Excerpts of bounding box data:
▬▬▬
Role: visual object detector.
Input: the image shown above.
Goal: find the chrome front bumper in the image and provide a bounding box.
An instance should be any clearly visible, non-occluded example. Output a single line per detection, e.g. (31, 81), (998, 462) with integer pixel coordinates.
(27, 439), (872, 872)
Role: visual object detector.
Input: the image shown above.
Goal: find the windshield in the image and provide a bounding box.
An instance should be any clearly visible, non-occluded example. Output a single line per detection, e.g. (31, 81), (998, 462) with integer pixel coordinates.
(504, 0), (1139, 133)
▬▬▬
● Task instructions: Could you recast the records above as a two-column CSV headed ask and reply, with one row for each text and its answer? Put each field in quotes and turn its line breaks into spaces.

● Response to this task:
ask,reply
"Role: visual object detector. Input: the image shown above. Goal: find the chrome front bumper in the image and provide a bounding box. An instance should be any clearly visible, non-occluded example. Output a single line per detection, e.g. (31, 81), (998, 462) with integer pixel coordinates.","(27, 439), (872, 872)"
"Role: visual object detector. Input: the image shown above. Goal: find the windshield in the image and provide a bounding box. An instance should be any clearly visible, non-occluded example. Output a single line per detection, e.g. (31, 81), (998, 462) with integer pixel coordinates.","(504, 0), (1139, 133)"